TASK OBJECTIVE:
Rewrite the lines starting at the beginning of the entries and ending at the line containing "positive clicks: (263, 1483) (141, 1476)", putting "bounding box" in place of "box" and changing nothing else.

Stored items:
Start of Block
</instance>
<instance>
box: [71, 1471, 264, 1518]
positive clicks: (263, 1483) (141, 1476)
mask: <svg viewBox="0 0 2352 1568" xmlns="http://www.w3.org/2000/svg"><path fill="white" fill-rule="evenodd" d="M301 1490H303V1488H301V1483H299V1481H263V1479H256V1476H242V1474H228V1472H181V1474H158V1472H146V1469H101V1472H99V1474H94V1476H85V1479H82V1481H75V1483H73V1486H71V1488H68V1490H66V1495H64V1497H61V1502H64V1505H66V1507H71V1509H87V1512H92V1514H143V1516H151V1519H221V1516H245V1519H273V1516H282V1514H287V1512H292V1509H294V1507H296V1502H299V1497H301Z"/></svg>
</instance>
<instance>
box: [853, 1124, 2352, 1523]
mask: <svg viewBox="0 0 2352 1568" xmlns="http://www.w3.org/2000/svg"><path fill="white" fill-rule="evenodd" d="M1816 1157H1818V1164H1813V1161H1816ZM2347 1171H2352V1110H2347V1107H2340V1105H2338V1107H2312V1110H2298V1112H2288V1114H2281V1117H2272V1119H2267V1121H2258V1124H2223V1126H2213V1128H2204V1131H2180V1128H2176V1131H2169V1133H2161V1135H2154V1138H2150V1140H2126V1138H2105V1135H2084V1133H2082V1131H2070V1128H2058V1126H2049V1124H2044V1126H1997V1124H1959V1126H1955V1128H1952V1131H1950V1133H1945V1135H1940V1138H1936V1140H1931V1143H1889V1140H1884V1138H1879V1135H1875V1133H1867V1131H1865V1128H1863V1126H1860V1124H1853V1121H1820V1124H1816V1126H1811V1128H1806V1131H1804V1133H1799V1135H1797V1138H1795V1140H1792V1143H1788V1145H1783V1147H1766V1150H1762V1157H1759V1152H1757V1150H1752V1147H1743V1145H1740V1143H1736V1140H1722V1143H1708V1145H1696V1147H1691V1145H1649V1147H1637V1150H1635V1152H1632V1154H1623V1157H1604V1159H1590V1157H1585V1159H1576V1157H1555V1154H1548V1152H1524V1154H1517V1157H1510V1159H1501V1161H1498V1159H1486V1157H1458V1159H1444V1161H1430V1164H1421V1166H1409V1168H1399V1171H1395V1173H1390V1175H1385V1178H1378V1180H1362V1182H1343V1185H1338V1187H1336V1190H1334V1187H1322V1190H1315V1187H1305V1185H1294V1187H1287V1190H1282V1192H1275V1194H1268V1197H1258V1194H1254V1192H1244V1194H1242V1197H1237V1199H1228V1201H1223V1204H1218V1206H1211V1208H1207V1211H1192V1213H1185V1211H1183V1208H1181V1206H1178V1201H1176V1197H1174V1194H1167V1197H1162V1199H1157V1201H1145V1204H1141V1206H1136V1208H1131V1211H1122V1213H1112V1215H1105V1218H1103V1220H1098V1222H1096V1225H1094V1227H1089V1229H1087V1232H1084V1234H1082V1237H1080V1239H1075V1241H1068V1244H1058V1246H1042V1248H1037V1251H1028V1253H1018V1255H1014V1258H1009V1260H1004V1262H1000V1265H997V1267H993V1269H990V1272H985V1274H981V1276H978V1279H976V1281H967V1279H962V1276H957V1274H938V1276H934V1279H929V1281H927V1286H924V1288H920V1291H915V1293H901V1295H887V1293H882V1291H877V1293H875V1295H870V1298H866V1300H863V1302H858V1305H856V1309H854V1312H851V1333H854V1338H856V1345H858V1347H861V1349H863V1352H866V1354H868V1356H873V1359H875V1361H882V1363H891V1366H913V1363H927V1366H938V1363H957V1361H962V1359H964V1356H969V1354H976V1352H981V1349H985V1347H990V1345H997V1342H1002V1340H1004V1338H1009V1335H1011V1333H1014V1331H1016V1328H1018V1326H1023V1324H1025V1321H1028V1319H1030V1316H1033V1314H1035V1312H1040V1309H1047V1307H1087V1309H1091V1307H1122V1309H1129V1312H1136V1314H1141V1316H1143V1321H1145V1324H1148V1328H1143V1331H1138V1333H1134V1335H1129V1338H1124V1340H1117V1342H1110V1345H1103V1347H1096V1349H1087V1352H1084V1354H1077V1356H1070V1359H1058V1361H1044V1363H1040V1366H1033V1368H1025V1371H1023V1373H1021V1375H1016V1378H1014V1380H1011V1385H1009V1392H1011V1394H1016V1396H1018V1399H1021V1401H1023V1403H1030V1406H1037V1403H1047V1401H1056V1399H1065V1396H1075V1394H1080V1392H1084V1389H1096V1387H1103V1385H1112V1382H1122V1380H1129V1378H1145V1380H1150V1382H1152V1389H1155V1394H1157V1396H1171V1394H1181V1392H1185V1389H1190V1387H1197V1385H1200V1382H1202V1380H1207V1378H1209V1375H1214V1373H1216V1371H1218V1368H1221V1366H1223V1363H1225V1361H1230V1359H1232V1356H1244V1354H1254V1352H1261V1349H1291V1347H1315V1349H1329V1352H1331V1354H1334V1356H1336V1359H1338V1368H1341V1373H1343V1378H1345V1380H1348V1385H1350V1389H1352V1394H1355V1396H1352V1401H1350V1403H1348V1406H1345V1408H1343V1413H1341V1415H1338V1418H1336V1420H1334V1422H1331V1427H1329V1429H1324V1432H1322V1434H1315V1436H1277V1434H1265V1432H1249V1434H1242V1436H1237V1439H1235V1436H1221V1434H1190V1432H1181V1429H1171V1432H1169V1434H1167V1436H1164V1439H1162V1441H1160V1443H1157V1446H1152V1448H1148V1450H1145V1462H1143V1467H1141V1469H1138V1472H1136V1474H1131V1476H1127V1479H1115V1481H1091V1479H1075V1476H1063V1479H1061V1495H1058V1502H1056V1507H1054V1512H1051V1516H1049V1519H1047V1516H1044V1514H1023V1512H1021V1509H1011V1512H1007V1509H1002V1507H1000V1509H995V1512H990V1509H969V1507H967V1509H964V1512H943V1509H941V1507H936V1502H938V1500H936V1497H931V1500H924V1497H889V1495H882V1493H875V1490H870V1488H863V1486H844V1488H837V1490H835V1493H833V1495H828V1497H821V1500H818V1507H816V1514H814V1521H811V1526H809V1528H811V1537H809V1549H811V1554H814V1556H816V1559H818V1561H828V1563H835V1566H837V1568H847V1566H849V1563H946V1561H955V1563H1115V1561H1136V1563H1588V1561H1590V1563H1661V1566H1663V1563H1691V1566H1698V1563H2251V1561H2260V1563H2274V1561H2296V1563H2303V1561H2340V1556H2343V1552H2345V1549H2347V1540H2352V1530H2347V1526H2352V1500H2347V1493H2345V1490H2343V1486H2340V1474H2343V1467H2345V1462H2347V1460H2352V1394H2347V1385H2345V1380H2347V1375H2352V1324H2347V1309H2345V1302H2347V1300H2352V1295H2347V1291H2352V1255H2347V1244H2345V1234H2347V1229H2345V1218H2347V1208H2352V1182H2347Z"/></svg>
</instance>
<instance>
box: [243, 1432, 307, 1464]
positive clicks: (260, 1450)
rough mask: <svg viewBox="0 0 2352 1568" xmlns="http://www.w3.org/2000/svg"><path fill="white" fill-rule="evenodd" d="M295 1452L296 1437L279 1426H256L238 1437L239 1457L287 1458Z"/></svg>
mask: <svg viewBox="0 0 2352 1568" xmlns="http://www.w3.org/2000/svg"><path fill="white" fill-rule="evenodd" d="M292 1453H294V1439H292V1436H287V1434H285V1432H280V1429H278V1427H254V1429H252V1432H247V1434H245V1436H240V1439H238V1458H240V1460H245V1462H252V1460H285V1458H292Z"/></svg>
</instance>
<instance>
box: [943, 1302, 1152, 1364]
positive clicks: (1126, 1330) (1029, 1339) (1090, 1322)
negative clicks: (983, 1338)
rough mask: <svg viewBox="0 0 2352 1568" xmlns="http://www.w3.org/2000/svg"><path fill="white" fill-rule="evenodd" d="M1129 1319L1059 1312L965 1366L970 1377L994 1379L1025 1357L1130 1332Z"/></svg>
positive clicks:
End of Block
REPLY:
</instance>
<instance>
bounding box: [71, 1471, 264, 1518]
positive clicks: (263, 1483) (141, 1476)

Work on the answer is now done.